TASK DESCRIPTION —
Word for word, reproduce the records, keeping none of the pictures.

DATA PROVIDED —
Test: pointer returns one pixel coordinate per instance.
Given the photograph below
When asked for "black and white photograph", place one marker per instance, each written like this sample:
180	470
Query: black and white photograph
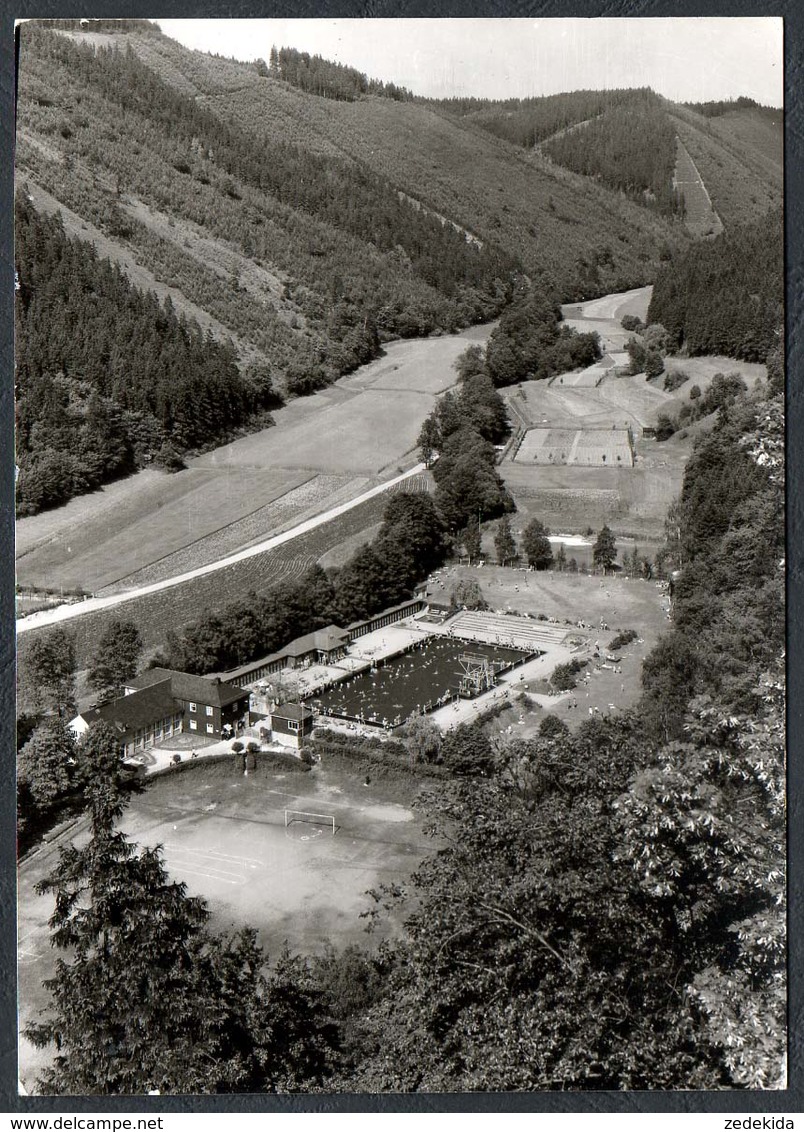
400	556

THE COMPLETED TASK —
Test: pointer returns one pixel coordinate per instance.
Given the photograph below
When asked for "black and white photograph", place one marker per instance, each written like this sample:
180	470
Query: black and white photograph
400	556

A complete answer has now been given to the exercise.